Les comédies romantiques : un monde, un programme qui se regarde avec le cœur battant et les papillons dans les yeux. Mais entre comédie romantique et comédie romantoc, les dents se crispent. Une femme devrait-elle tout accepter pour les beaux yeux de son prince non charmant ?
Attention, ci-dessous, des révélations à gogo.
She was pretty – la belle qui se croyait laide
Kim Hye Jin est moche. Enfin, c’est ce qu’elle croit, à cause des railleries du monde. Elle vit en colocation avec sa belle et riche meilleure amie Ha Ri. Il fut un temps où Hye Jin aussi était riche et belle. Ses parents géraient une maison d’édition. A l’époque, Hye Jin s’entendait bien avec son camarade de classe Ji Seong Jun. Un camarade brimé à cause de ses rondeurs, qui appréciait la bienveillance de l’héroïne. Hélas, les parents de Hye Jin font faillite. Ceux de Seong Jun déménagent aux États-Unis. La crise, le chômage, les fins de mois difficiles et la peau qui se grippe. Hye Jin s’enlaidit à mesure qu’elle grandit. Seong Jun, mincit et embellit.
Les deux amis se retrouvent après des années de séparation, mais rien ne va plus.Seong Jun est un bel homme riche propulsé à la tête d’un magazine de mode en vogue. Hye Jin est une fille moche au chômage, en faillite sociale et économique. Comble de la faillite, elle décroche enfin un boulot, mais de carabistouilles en quiproquos, se retrouve à travailler dans le magazine de Seong Jun. Elle l’a reconnu, mais pas lui. Ayant honte de son apparence, Hye Jin préfère envoyer sa belle meilleure amie jouer les sosies…
Les origines du drama
She was pretty est un drama coréen diffusé en 2015 en Corée du Sud, réalisé par Jeong Dae Yun et scénarisé par Jo Seong Hee.
Acteurs : Hwang Jung-eum (Kim Hye Jin) ; Go Joon Hee : (Min Ha Ri) ; Park Seo Joon : (Ji Sung Joon) ; Choi Si Won : (Kim Shin Hyuk).
Dans le vaste monde des comédies romantiques, She was pretty tient une place de choix. Hilarant, touchant, doux… Effectivement, la série rassemble ces qualités. On oublie cependant de préciser certaines choses pourtant essentielles.

[CONSIGNE]:
Reprends le passage de l'article sur She was pretty qui va de "Les deux amis" jusqu'à "Jo Seong Hee.", en le mettant à jour : remplace "drama" par "feuilleton".

[EXTRAIT DE DONNÉES]:
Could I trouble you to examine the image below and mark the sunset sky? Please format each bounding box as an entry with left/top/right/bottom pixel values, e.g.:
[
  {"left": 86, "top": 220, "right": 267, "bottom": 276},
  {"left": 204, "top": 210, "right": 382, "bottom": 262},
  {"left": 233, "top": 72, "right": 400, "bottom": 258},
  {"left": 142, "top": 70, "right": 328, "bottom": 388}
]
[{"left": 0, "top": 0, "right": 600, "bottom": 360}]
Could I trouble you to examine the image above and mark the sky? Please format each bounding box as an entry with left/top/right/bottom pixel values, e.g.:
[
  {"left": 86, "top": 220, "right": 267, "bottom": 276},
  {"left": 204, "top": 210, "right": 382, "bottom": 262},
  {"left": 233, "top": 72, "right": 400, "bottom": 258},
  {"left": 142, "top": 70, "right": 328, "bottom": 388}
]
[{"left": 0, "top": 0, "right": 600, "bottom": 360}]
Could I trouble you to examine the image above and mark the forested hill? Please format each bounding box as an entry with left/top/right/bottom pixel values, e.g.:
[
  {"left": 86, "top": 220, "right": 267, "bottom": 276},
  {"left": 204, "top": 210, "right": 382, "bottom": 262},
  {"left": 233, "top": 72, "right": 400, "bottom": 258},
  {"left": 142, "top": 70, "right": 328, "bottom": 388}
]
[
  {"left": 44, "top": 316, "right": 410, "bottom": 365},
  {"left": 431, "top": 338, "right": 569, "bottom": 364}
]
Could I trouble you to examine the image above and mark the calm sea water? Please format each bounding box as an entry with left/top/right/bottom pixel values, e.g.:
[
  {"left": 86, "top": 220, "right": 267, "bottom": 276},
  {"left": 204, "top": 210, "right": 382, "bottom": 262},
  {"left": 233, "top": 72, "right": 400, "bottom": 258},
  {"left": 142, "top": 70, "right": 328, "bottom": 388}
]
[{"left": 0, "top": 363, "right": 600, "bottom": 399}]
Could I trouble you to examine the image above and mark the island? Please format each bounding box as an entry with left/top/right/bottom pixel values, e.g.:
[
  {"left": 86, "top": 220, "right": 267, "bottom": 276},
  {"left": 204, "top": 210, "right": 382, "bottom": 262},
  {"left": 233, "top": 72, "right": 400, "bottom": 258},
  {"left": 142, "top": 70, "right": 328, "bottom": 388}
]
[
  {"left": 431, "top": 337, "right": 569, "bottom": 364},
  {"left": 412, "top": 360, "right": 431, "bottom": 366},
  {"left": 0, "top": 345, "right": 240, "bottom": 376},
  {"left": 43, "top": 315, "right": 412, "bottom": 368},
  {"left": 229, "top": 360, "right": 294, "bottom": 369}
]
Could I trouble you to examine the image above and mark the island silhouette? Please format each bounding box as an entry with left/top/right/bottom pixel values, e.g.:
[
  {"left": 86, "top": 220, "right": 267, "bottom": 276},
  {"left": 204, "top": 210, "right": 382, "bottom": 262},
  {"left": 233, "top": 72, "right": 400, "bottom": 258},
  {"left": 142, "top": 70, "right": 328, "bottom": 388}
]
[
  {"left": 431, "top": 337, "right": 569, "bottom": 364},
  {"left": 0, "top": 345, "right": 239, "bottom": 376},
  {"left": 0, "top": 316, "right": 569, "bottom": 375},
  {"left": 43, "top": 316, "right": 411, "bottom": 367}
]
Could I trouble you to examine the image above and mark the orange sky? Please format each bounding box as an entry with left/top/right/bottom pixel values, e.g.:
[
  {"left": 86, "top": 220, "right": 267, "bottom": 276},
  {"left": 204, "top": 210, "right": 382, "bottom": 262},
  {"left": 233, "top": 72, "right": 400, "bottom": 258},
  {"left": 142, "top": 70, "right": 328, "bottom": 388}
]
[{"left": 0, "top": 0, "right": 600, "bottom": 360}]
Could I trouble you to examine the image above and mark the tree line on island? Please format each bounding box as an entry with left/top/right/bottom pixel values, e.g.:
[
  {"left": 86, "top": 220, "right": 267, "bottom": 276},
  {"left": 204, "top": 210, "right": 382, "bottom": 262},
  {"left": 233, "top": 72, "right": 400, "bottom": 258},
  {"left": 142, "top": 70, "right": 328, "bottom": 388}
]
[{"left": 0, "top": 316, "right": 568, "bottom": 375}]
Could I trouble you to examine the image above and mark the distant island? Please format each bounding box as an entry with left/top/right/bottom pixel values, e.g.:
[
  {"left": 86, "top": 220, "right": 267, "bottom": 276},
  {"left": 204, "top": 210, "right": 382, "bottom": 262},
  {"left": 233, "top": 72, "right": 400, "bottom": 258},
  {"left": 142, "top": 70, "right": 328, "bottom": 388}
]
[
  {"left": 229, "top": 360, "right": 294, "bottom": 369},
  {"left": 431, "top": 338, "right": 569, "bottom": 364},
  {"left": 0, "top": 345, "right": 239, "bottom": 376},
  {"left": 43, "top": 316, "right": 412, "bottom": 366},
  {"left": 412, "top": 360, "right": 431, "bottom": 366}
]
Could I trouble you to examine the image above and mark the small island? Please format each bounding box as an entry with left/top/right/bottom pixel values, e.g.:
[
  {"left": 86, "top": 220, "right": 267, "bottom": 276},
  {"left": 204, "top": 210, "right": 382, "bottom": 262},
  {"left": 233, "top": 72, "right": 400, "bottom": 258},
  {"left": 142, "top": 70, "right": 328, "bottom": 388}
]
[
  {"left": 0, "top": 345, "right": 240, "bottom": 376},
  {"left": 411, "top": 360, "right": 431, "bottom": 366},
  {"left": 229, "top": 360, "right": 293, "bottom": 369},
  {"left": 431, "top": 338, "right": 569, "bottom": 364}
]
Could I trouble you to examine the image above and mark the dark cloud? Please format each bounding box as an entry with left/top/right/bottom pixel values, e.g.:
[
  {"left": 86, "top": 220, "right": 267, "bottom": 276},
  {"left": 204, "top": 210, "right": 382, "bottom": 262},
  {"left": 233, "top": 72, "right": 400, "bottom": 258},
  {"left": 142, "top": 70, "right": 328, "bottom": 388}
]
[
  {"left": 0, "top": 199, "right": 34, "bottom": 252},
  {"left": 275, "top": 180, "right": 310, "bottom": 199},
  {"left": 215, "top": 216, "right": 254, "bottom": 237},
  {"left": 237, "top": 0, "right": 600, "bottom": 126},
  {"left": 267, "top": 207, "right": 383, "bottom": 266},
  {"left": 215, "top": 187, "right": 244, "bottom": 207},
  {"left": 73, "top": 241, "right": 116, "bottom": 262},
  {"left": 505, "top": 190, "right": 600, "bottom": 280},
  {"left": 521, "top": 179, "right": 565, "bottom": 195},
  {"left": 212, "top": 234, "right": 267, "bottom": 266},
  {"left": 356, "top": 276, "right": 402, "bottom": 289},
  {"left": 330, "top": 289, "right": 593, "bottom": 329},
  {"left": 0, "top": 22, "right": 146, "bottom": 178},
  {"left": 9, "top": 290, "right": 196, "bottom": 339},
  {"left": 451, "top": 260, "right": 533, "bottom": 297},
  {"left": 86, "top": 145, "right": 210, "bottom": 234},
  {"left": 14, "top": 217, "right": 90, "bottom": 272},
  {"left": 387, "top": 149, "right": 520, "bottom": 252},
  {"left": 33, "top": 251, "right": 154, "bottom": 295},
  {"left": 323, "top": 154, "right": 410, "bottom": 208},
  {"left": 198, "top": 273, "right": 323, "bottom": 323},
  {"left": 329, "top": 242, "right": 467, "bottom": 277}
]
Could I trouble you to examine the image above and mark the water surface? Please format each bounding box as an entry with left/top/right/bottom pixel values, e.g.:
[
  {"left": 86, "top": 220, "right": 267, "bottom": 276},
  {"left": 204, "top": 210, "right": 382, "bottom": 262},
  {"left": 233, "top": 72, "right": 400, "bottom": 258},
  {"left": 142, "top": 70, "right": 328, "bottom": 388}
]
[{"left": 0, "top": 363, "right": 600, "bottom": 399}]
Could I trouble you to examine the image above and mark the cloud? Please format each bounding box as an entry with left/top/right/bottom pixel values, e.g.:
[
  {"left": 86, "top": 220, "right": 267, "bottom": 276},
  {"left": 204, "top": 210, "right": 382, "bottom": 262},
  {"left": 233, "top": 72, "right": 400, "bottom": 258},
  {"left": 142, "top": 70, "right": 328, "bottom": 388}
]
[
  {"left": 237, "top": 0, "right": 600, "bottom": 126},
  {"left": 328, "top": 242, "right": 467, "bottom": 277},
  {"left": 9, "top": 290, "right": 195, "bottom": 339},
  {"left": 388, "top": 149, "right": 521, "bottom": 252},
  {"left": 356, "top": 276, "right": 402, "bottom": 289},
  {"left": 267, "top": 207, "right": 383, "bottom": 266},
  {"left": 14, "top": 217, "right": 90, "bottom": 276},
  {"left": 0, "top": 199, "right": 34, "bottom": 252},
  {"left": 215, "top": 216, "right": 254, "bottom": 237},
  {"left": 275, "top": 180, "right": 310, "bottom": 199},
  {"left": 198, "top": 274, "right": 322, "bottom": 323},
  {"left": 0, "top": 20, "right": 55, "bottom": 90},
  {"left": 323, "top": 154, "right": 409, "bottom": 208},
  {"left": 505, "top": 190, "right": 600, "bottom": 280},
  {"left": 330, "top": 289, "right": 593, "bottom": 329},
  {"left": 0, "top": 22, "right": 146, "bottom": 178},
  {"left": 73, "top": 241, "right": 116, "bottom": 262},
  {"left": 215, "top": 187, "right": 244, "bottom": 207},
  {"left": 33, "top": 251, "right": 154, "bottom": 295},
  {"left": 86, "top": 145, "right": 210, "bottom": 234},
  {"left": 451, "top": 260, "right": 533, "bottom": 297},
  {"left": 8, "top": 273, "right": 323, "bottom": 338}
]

[RÉPONSE]:
Les deux amis se retrouvent après des années de séparation, mais rien ne va plus.Seong Jun est un bel homme riche propulsé à la tête d’un magazine de mode en vogue. Hye Jin est une fille moche au chômage, en faillite sociale et économique. Comble de la faillite, elle décroche enfin un boulot, mais de carabistouilles en quiproquos, se retrouve à travailler dans le magazine de Seong Jun. Elle l’a reconnu, mais pas lui. Ayant honte de son apparence, Hye Jin préfère envoyer sa belle meilleure amie jouer les sosies…
Les origines du feuilleton
She was pretty est un feuilleton coréen diffusé en 2015 en Corée du Sud, réalisé par Jeong Dae Yun et scénarisé par Jo Seong Hee.